La fiscala Concepción Sabadell lo redujo
y demostró que también él podía balbucear, dudar, ruborizarse, temer.
El día anterior, salió sano. Mientras el juego se debatía en el limbo de
lo mediático y de la política nacional, se supo defender (el juego
entre las etiquetas de “corrupto” y de posible “tirador de la manta” le
regalaba una ambigüedad que le beneficiaba).
Pero el martes las
preguntas bajaron a la tierra, a sus cuentas en Suiza adonde habrían ido
a parar los millones de las comisiones y las adjudicaciones
fraudulentas. En este punto, no encontró refugio.
Antes de iniciarse la sesión, Bárcenas
saludó al exalcalde de Pozuelo Jesús Sepúlveda con una efusividad
contenida. Son amigos. El extesorero le había echado un capote el día
anterior mostrándose absolutamente convencido de que Sepúlveda no había
recibido sobornos. Su expresión lapidaria en un asunto tan obvio como el
cohecho del exmarido de Ana Mato tuvo un efecto contraproducente:
sirvió para comprobar la solvencia expresiva con que Bárcenas es capaz
de tergiversar la verdad.
CONCEPCIÓN SABADELL, TRAS UNA PRIMERA SESIÓN DE TANTEO, LE TOMÓ LA MEDIDA AL EXTESORERO, ADIVINÓ SU PULSO, SUS RITMOS, Y SALTÓ A POR ÉL
Viajamos a Suiza. Concepción Sabadell,
tras una primera sesión de tanteo, le tomó la medida al extesorero,
adivinó su pulso, sus ritmos, y saltó a por él. Se trataba de investigar
las cuentas en el extranjero del acusado, esas que acumularon 48
millones de euros.
La primera la abrió en 1986, en Puerto Rico, e
ingresó en ella 600.000 euros. Dos años después, aterrizó en el país
helvético. Los sacos de billetes que entraban en las entidades procedían
de una hiperactividad empresarial difícil de asimilar.

◆ Enunciado: Escribe la continuación del texto sobre el interrogatorio a Bárcenas a partir de su última frase. Los registros son un material independiente del texto.

◆ Datos proporcionados:
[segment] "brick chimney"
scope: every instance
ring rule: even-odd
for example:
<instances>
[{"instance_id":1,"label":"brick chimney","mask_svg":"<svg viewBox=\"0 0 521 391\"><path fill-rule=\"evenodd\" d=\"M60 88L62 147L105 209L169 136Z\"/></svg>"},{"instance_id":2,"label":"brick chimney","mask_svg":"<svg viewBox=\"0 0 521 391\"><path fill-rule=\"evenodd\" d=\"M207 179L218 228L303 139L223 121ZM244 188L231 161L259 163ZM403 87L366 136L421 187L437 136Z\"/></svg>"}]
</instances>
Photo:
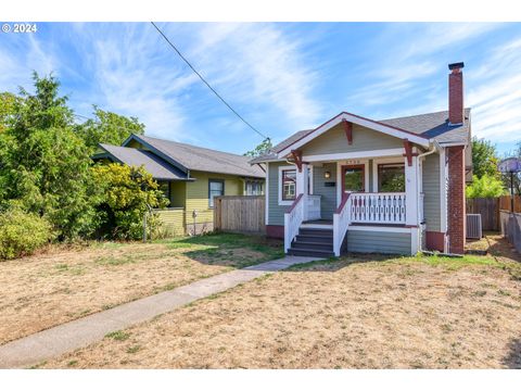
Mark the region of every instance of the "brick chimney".
<instances>
[{"instance_id":1,"label":"brick chimney","mask_svg":"<svg viewBox=\"0 0 521 391\"><path fill-rule=\"evenodd\" d=\"M448 64L448 123L460 125L463 123L463 73L465 64Z\"/></svg>"}]
</instances>

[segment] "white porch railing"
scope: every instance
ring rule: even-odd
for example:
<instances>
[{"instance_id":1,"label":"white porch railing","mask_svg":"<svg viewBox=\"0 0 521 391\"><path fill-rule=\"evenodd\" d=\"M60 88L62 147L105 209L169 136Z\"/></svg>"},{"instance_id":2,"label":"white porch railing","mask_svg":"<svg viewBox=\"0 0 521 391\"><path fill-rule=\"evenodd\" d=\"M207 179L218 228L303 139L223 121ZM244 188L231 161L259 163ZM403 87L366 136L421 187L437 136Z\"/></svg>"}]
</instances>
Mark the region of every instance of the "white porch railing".
<instances>
[{"instance_id":1,"label":"white porch railing","mask_svg":"<svg viewBox=\"0 0 521 391\"><path fill-rule=\"evenodd\" d=\"M298 194L290 210L284 213L284 252L290 250L291 242L295 239L301 224L304 222L303 195L302 193Z\"/></svg>"},{"instance_id":2,"label":"white porch railing","mask_svg":"<svg viewBox=\"0 0 521 391\"><path fill-rule=\"evenodd\" d=\"M335 256L340 256L342 242L351 224L351 209L352 200L350 194L347 194L342 199L340 206L333 214L333 252Z\"/></svg>"},{"instance_id":3,"label":"white porch railing","mask_svg":"<svg viewBox=\"0 0 521 391\"><path fill-rule=\"evenodd\" d=\"M320 219L320 195L307 195L307 216L304 219L306 220L314 220Z\"/></svg>"},{"instance_id":4,"label":"white porch railing","mask_svg":"<svg viewBox=\"0 0 521 391\"><path fill-rule=\"evenodd\" d=\"M405 193L351 193L351 223L405 224Z\"/></svg>"}]
</instances>

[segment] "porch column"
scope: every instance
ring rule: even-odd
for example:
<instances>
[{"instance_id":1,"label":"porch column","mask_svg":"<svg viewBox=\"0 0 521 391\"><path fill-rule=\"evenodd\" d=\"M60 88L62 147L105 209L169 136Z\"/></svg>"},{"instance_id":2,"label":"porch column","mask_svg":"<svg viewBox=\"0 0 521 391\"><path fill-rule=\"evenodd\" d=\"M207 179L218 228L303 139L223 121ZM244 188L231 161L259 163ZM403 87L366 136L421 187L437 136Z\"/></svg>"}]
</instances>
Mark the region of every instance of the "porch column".
<instances>
[{"instance_id":1,"label":"porch column","mask_svg":"<svg viewBox=\"0 0 521 391\"><path fill-rule=\"evenodd\" d=\"M410 166L405 157L405 225L418 226L419 193L418 156L412 156Z\"/></svg>"},{"instance_id":2,"label":"porch column","mask_svg":"<svg viewBox=\"0 0 521 391\"><path fill-rule=\"evenodd\" d=\"M302 171L296 169L296 195L298 194L304 194L302 197L302 202L303 202L303 207L304 207L304 219L307 219L307 202L308 202L308 181L309 181L309 175L308 175L308 168L309 164L307 163L302 163Z\"/></svg>"}]
</instances>

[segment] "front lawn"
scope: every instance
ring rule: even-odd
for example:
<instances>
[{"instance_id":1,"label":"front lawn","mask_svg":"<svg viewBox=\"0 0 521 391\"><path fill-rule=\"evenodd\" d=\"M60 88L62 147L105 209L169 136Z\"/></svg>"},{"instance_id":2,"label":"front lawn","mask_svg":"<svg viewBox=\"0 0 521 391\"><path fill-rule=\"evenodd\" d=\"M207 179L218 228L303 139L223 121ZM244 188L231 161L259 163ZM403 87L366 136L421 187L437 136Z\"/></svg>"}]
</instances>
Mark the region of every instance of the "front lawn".
<instances>
[{"instance_id":1,"label":"front lawn","mask_svg":"<svg viewBox=\"0 0 521 391\"><path fill-rule=\"evenodd\" d=\"M42 367L519 368L518 268L483 256L315 262Z\"/></svg>"},{"instance_id":2,"label":"front lawn","mask_svg":"<svg viewBox=\"0 0 521 391\"><path fill-rule=\"evenodd\" d=\"M278 241L221 234L152 243L105 242L0 262L0 344L282 255Z\"/></svg>"}]
</instances>

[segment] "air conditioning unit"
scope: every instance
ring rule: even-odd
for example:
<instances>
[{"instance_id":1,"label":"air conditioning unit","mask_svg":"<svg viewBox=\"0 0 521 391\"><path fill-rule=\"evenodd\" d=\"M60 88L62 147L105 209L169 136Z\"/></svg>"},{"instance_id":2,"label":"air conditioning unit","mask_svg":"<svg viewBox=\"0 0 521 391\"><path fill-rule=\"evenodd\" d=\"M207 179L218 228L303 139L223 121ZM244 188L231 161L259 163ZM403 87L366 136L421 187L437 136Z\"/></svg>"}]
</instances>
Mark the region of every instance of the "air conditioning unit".
<instances>
[{"instance_id":1,"label":"air conditioning unit","mask_svg":"<svg viewBox=\"0 0 521 391\"><path fill-rule=\"evenodd\" d=\"M481 239L483 231L481 229L481 214L467 215L467 238Z\"/></svg>"}]
</instances>

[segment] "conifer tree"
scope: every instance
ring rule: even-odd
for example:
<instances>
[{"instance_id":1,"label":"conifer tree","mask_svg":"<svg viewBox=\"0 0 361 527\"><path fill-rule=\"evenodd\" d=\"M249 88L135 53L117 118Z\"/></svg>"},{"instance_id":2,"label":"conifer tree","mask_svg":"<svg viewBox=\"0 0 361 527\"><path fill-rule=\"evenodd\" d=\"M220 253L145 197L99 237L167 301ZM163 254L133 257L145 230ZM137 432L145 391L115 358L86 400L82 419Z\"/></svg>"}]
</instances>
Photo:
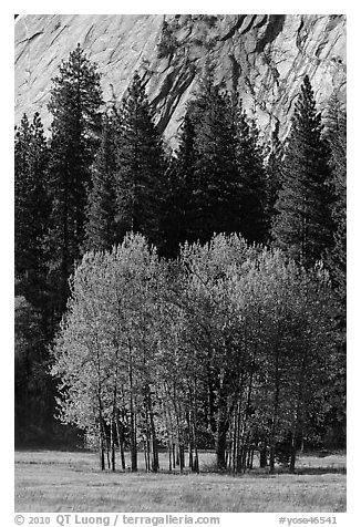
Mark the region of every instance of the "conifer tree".
<instances>
[{"instance_id":1,"label":"conifer tree","mask_svg":"<svg viewBox=\"0 0 361 527\"><path fill-rule=\"evenodd\" d=\"M92 167L92 188L87 196L85 249L110 249L120 242L116 225L116 115L104 114L101 145Z\"/></svg>"},{"instance_id":2,"label":"conifer tree","mask_svg":"<svg viewBox=\"0 0 361 527\"><path fill-rule=\"evenodd\" d=\"M340 296L345 300L347 257L347 113L337 94L329 102L326 116L326 138L330 146L331 215L334 223L330 249L330 271Z\"/></svg>"},{"instance_id":3,"label":"conifer tree","mask_svg":"<svg viewBox=\"0 0 361 527\"><path fill-rule=\"evenodd\" d=\"M272 218L276 214L276 202L282 182L282 161L285 148L278 136L278 126L272 131L269 155L266 164L267 176L267 219L270 234Z\"/></svg>"},{"instance_id":4,"label":"conifer tree","mask_svg":"<svg viewBox=\"0 0 361 527\"><path fill-rule=\"evenodd\" d=\"M241 103L236 112L237 165L240 177L240 232L249 242L268 237L267 176L255 123L247 120Z\"/></svg>"},{"instance_id":5,"label":"conifer tree","mask_svg":"<svg viewBox=\"0 0 361 527\"><path fill-rule=\"evenodd\" d=\"M163 252L168 257L178 255L180 244L194 240L195 162L195 127L187 112L182 126L178 149L169 159L166 170L167 192L164 215L166 245Z\"/></svg>"},{"instance_id":6,"label":"conifer tree","mask_svg":"<svg viewBox=\"0 0 361 527\"><path fill-rule=\"evenodd\" d=\"M306 266L324 257L332 236L329 152L321 133L321 117L306 76L292 117L272 228L275 245Z\"/></svg>"},{"instance_id":7,"label":"conifer tree","mask_svg":"<svg viewBox=\"0 0 361 527\"><path fill-rule=\"evenodd\" d=\"M240 230L240 180L236 161L236 131L227 94L215 85L209 63L199 94L189 105L195 128L192 240L209 240L214 232Z\"/></svg>"},{"instance_id":8,"label":"conifer tree","mask_svg":"<svg viewBox=\"0 0 361 527\"><path fill-rule=\"evenodd\" d=\"M52 277L58 289L55 311L68 297L68 279L84 241L86 188L97 146L103 103L101 75L80 44L62 61L53 79L49 111L51 125L50 190L52 214L50 244Z\"/></svg>"},{"instance_id":9,"label":"conifer tree","mask_svg":"<svg viewBox=\"0 0 361 527\"><path fill-rule=\"evenodd\" d=\"M18 292L43 308L45 289L45 234L49 220L47 194L48 147L38 113L29 123L24 114L16 131L14 241Z\"/></svg>"},{"instance_id":10,"label":"conifer tree","mask_svg":"<svg viewBox=\"0 0 361 527\"><path fill-rule=\"evenodd\" d=\"M164 209L164 162L162 140L141 78L135 73L120 111L116 151L117 227L141 232L155 244Z\"/></svg>"}]
</instances>

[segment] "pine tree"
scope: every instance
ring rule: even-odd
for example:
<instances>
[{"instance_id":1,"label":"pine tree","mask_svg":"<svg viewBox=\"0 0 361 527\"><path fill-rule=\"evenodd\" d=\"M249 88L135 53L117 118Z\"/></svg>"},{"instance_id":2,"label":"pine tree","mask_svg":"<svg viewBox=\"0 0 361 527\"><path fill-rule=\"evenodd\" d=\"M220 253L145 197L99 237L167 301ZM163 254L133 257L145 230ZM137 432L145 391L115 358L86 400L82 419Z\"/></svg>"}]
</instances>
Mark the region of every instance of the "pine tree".
<instances>
[{"instance_id":1,"label":"pine tree","mask_svg":"<svg viewBox=\"0 0 361 527\"><path fill-rule=\"evenodd\" d=\"M159 245L164 209L164 162L161 136L140 75L120 111L116 151L117 227L121 236L141 232Z\"/></svg>"},{"instance_id":2,"label":"pine tree","mask_svg":"<svg viewBox=\"0 0 361 527\"><path fill-rule=\"evenodd\" d=\"M272 218L276 215L276 203L282 182L282 161L285 148L278 136L278 126L272 131L269 155L266 164L267 175L267 218L270 234Z\"/></svg>"},{"instance_id":3,"label":"pine tree","mask_svg":"<svg viewBox=\"0 0 361 527\"><path fill-rule=\"evenodd\" d=\"M163 254L168 257L178 255L180 244L194 241L195 162L195 127L187 112L183 121L178 149L169 159L166 170L164 215L166 244Z\"/></svg>"},{"instance_id":4,"label":"pine tree","mask_svg":"<svg viewBox=\"0 0 361 527\"><path fill-rule=\"evenodd\" d=\"M340 296L345 300L347 267L347 113L333 94L326 116L326 140L330 146L331 215L334 223L330 249L330 272Z\"/></svg>"},{"instance_id":5,"label":"pine tree","mask_svg":"<svg viewBox=\"0 0 361 527\"><path fill-rule=\"evenodd\" d=\"M236 112L237 164L240 174L240 232L248 242L268 237L267 176L264 153L255 123L248 121L241 103Z\"/></svg>"},{"instance_id":6,"label":"pine tree","mask_svg":"<svg viewBox=\"0 0 361 527\"><path fill-rule=\"evenodd\" d=\"M24 294L34 307L43 308L48 259L45 234L49 221L48 147L38 113L32 123L29 123L24 114L16 131L14 168L18 292Z\"/></svg>"},{"instance_id":7,"label":"pine tree","mask_svg":"<svg viewBox=\"0 0 361 527\"><path fill-rule=\"evenodd\" d=\"M292 117L272 228L275 245L306 266L323 258L331 242L329 153L321 133L306 76Z\"/></svg>"},{"instance_id":8,"label":"pine tree","mask_svg":"<svg viewBox=\"0 0 361 527\"><path fill-rule=\"evenodd\" d=\"M85 249L110 249L121 241L116 217L117 116L104 114L101 145L92 167L92 188L87 197Z\"/></svg>"},{"instance_id":9,"label":"pine tree","mask_svg":"<svg viewBox=\"0 0 361 527\"><path fill-rule=\"evenodd\" d=\"M209 63L189 105L189 118L195 130L190 240L207 241L214 232L240 230L233 108L228 95L215 86Z\"/></svg>"},{"instance_id":10,"label":"pine tree","mask_svg":"<svg viewBox=\"0 0 361 527\"><path fill-rule=\"evenodd\" d=\"M68 279L84 241L86 188L97 146L103 103L101 75L80 44L62 61L53 79L49 111L51 125L50 192L52 214L50 245L52 278L58 289L55 311L66 302Z\"/></svg>"}]
</instances>

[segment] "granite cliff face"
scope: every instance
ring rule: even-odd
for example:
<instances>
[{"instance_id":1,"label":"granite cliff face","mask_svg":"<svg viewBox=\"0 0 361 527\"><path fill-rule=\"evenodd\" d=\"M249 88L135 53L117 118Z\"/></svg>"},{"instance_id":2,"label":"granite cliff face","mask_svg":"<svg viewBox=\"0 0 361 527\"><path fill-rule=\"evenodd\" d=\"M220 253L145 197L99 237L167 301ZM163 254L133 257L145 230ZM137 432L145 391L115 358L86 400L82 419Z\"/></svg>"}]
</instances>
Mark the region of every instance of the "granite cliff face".
<instances>
[{"instance_id":1,"label":"granite cliff face","mask_svg":"<svg viewBox=\"0 0 361 527\"><path fill-rule=\"evenodd\" d=\"M305 74L320 110L334 90L345 99L344 16L29 14L16 21L16 123L39 111L50 125L51 79L78 42L99 64L109 103L138 71L172 145L207 56L265 134L277 123L287 133Z\"/></svg>"}]
</instances>

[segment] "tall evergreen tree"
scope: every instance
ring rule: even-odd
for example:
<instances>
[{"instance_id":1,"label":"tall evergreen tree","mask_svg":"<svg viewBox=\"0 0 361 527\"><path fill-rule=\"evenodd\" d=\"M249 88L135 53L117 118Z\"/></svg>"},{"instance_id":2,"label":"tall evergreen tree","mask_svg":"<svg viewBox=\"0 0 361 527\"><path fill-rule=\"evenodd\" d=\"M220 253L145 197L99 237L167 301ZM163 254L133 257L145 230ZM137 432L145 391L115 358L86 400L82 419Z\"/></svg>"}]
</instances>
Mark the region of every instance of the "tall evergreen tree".
<instances>
[{"instance_id":1,"label":"tall evergreen tree","mask_svg":"<svg viewBox=\"0 0 361 527\"><path fill-rule=\"evenodd\" d=\"M52 216L53 286L58 289L55 311L68 298L68 279L84 241L86 188L97 146L103 103L101 75L80 44L62 61L53 79L49 111L51 125L50 189Z\"/></svg>"},{"instance_id":2,"label":"tall evergreen tree","mask_svg":"<svg viewBox=\"0 0 361 527\"><path fill-rule=\"evenodd\" d=\"M278 126L271 134L269 144L269 155L266 164L267 177L267 219L270 235L272 218L276 215L276 203L282 182L282 161L285 148L278 136Z\"/></svg>"},{"instance_id":3,"label":"tall evergreen tree","mask_svg":"<svg viewBox=\"0 0 361 527\"><path fill-rule=\"evenodd\" d=\"M17 292L42 308L45 289L45 234L49 221L47 194L48 147L38 113L29 123L24 114L14 145L14 249Z\"/></svg>"},{"instance_id":4,"label":"tall evergreen tree","mask_svg":"<svg viewBox=\"0 0 361 527\"><path fill-rule=\"evenodd\" d=\"M345 300L347 256L347 113L337 94L330 99L326 115L326 140L330 146L332 193L331 215L334 223L333 246L330 249L332 281Z\"/></svg>"},{"instance_id":5,"label":"tall evergreen tree","mask_svg":"<svg viewBox=\"0 0 361 527\"><path fill-rule=\"evenodd\" d=\"M182 126L178 149L166 170L166 203L164 231L168 257L176 257L179 245L194 239L194 170L196 162L195 127L187 112Z\"/></svg>"},{"instance_id":6,"label":"tall evergreen tree","mask_svg":"<svg viewBox=\"0 0 361 527\"><path fill-rule=\"evenodd\" d=\"M292 117L272 228L275 245L306 266L324 257L332 236L329 152L321 134L321 116L306 76Z\"/></svg>"},{"instance_id":7,"label":"tall evergreen tree","mask_svg":"<svg viewBox=\"0 0 361 527\"><path fill-rule=\"evenodd\" d=\"M161 135L137 73L120 111L120 141L116 151L117 228L141 232L159 245L164 209L164 161Z\"/></svg>"},{"instance_id":8,"label":"tall evergreen tree","mask_svg":"<svg viewBox=\"0 0 361 527\"><path fill-rule=\"evenodd\" d=\"M103 115L101 145L92 168L92 188L87 196L85 249L110 249L121 241L116 217L117 116Z\"/></svg>"},{"instance_id":9,"label":"tall evergreen tree","mask_svg":"<svg viewBox=\"0 0 361 527\"><path fill-rule=\"evenodd\" d=\"M209 63L189 105L189 118L196 153L190 239L207 241L214 232L240 231L241 190L230 99L215 85Z\"/></svg>"},{"instance_id":10,"label":"tall evergreen tree","mask_svg":"<svg viewBox=\"0 0 361 527\"><path fill-rule=\"evenodd\" d=\"M237 165L240 175L240 232L249 242L268 237L267 176L258 130L247 120L241 104L236 112Z\"/></svg>"}]
</instances>

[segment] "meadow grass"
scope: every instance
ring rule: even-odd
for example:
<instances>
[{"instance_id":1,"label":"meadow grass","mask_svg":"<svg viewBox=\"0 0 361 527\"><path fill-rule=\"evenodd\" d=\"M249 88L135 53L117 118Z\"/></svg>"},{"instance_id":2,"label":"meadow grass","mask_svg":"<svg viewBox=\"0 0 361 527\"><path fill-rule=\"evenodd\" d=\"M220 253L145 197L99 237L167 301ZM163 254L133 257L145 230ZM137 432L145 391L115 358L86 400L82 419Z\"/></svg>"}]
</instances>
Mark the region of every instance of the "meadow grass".
<instances>
[{"instance_id":1,"label":"meadow grass","mask_svg":"<svg viewBox=\"0 0 361 527\"><path fill-rule=\"evenodd\" d=\"M87 452L16 452L16 512L291 513L345 512L345 456L302 456L295 475L101 472ZM167 467L166 454L161 466Z\"/></svg>"}]
</instances>

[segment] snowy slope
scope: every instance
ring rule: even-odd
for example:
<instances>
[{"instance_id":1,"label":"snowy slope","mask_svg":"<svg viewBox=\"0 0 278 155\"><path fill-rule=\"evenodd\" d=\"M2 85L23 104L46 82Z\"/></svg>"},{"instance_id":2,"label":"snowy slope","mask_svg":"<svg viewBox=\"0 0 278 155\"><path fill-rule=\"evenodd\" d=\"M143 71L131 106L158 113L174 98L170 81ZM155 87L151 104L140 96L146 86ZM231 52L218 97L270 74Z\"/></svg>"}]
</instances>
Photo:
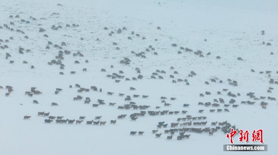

◆ Respuesta:
Desde el comienzo de la instrucción, el
procesado cambiaba su versión en cada declaración sobre sus cuentas
suizas y sus sociedades Sinequanon y Tesedul que, según la Fiscalía
Anticorrupción, operaban como empresas pantalla y, según el acusado
eran, en todo caso, “empresas visillo”, porque en todo momento se veía
que, en última instancia, él estaba detrás. Insistió en su intención de
“transparencia absoluta” y no se apeó de esa grupa ni cuando se
expusieron las idas y venidas de Iván Yáñez, su testaferro.
La última versión, la que explicó en la
calle Límite, es que poseía esos depósitos porque provenían de
operaciones realizadas fuera del país y que la idea de los mismos era
reservarse un “plan de pensiones”. “No he viajado jamás en avión ni en
coche con dinero desde España”. Sin embargo, todos los fondos, en
efectivo, se ingresaron en pesetas o euros.
Tampoco declaró la existencia de las
actividades en el extranjero cuando ya era senador. En una de las
ocasiones en que la fiscala regresó al tema, un Bárcenas ya agotado
reconoció la intención perversa:
—¿Consideraba que no tenía que declararlas en España o, simplemente, no las declaró?
—Simplemente, no las declaré.
Bárcenas lanzó un órdago y leyó el origen de sus ingresos millonarios por primera vez. Una iniciativa que coronó los titulares online
automáticamente. Empezó a desgranar cantidades exactas. Los montos
provenían de negocios relacionados con un aserradero de maderas en Costa
Rica, de inversores uruguayos, de un préstamo a su gran amigo Luis
Fraga, de operaciones inmobiliarias en Argentina o de la OPA de Endesa
(a la que el exgerente del Partido Popular, por un avispamiento fácil de
confundir con el manejo de información privilegiada, consiguió
arrancarle siete millones de euros).
Aportó cifras justas, con picos y
céntimos. Sabadell sonrió y le pidió pruebas, archivos, documentos.
Bárcenas no los tenía. Ella afiló la mirada, gozándolo.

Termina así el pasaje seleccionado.